Dataset records:
*****

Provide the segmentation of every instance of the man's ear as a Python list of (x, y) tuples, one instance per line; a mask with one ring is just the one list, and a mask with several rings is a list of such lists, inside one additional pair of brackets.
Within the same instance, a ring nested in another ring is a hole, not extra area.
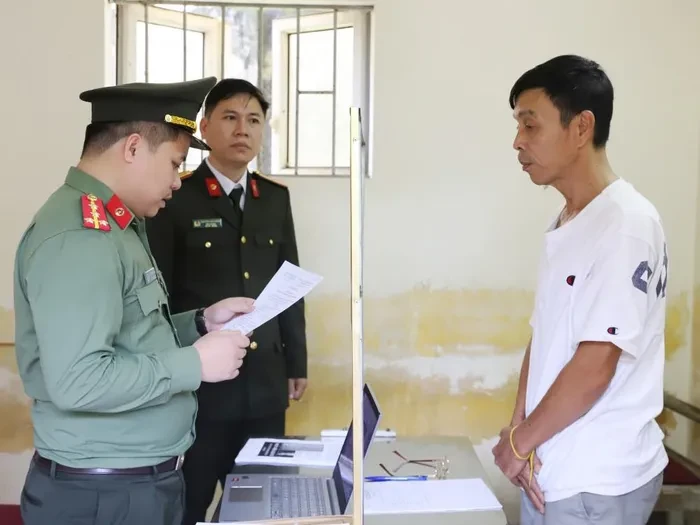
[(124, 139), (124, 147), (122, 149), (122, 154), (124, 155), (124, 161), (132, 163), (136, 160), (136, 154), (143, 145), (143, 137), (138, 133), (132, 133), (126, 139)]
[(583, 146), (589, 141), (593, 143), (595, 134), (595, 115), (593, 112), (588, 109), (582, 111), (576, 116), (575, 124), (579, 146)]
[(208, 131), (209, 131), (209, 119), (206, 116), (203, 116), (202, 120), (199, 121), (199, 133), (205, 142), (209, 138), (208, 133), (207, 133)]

*****

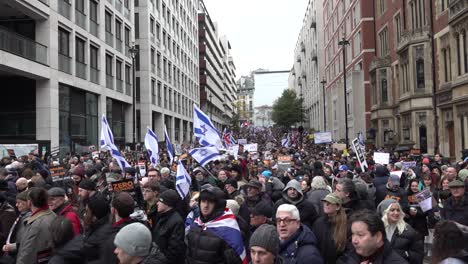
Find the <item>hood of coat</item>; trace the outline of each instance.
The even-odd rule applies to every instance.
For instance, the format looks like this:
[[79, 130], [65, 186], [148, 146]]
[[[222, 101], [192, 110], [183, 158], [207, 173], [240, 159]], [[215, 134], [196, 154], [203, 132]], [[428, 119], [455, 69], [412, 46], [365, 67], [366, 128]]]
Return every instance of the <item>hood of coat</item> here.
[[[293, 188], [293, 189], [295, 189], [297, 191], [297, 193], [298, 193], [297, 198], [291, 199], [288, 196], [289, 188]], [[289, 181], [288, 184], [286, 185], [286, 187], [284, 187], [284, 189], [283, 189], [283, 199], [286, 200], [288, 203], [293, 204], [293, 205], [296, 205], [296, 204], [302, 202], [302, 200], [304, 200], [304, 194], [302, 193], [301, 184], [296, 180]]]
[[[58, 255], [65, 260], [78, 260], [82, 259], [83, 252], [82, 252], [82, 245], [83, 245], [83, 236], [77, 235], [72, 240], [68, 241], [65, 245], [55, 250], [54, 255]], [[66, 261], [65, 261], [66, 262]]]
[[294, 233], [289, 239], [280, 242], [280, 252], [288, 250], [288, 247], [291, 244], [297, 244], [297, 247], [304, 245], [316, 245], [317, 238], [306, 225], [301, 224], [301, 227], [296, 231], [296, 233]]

*****

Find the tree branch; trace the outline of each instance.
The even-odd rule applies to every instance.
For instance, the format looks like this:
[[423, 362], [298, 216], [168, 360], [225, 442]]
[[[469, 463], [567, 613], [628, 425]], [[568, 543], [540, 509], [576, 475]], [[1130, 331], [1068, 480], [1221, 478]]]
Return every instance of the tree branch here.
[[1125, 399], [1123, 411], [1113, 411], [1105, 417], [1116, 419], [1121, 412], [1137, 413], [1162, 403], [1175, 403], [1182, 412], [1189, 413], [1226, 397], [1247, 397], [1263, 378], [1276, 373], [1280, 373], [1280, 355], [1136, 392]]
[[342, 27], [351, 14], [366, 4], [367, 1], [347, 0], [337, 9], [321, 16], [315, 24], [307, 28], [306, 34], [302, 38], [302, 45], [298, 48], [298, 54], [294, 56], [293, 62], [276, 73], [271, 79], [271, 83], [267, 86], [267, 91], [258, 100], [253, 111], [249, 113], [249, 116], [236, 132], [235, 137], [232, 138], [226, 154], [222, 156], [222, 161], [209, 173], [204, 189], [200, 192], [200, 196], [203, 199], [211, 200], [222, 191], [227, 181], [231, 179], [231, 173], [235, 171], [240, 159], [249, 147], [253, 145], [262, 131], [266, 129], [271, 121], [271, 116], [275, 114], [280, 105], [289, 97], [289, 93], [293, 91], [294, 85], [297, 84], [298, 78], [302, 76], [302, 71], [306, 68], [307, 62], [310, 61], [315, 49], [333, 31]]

*****

Problem details: Would you retype exactly the lines above, from the line with "Find the tree" to the line with "480], [1221, 478]]]", with both end lines kept and nothing more?

Response for this exercise:
Find the tree branch; trace the outline of each instance.
The even-odd rule applies to every instance.
For instance, the format looks like this:
[[423, 362], [298, 216], [168, 360], [225, 442]]
[[[469, 463], [567, 613], [628, 425]], [[568, 543], [540, 509], [576, 475]], [[1130, 331], [1068, 480], [1221, 478]]]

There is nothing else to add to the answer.